Count the lines in the entries below that contain the word "Overview", treating uppercase and lowercase as different, and give only the number.

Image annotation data
* * * *
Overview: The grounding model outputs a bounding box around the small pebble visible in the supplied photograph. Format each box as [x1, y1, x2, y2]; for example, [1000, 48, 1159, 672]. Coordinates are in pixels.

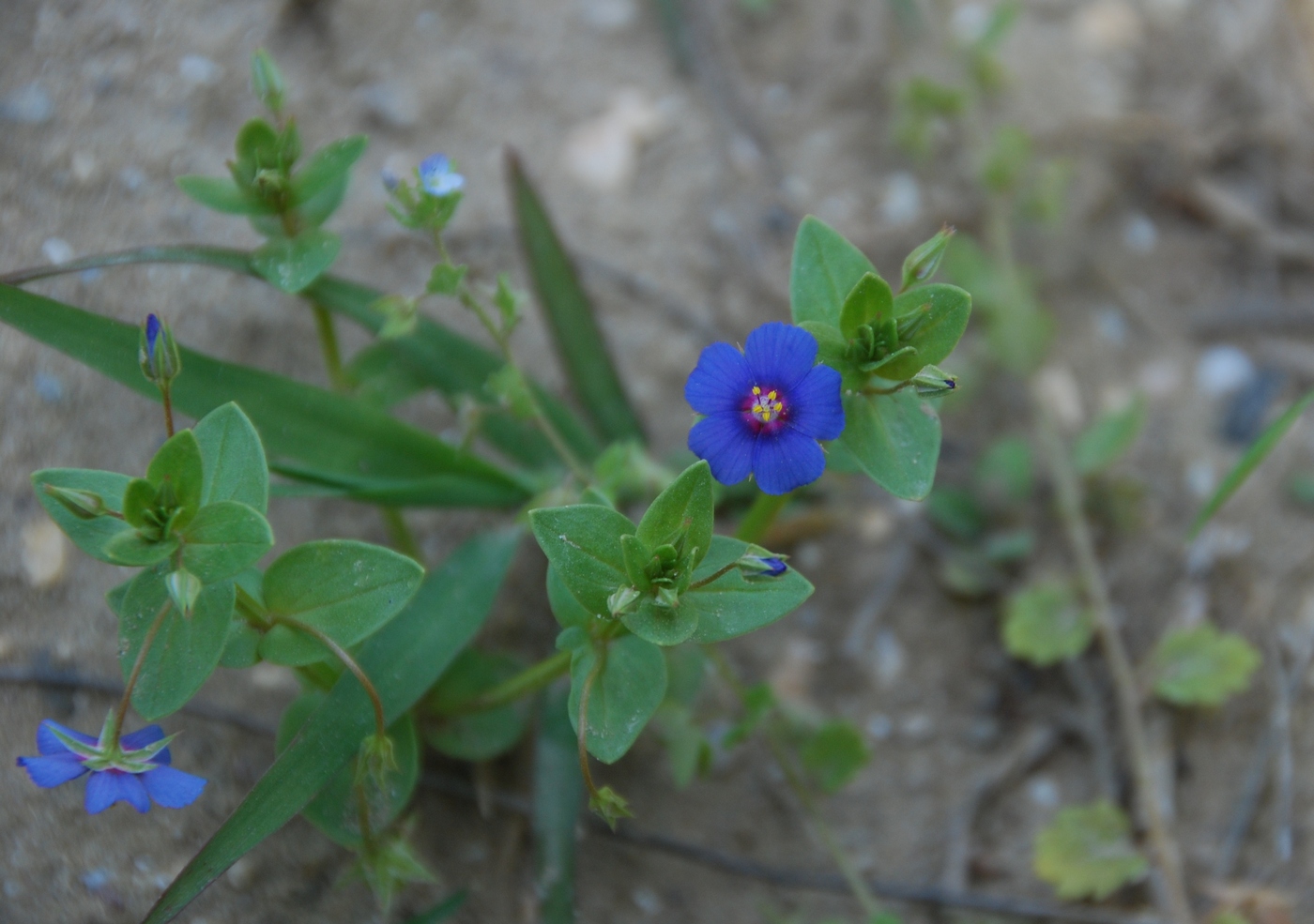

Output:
[21, 517, 69, 588]
[177, 55, 223, 86]
[880, 172, 921, 224]
[1123, 213, 1159, 256]
[0, 82, 55, 125]
[40, 237, 75, 263]
[1196, 344, 1255, 398]
[32, 372, 65, 404]
[1026, 774, 1063, 809]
* * * *
**Full solution:**
1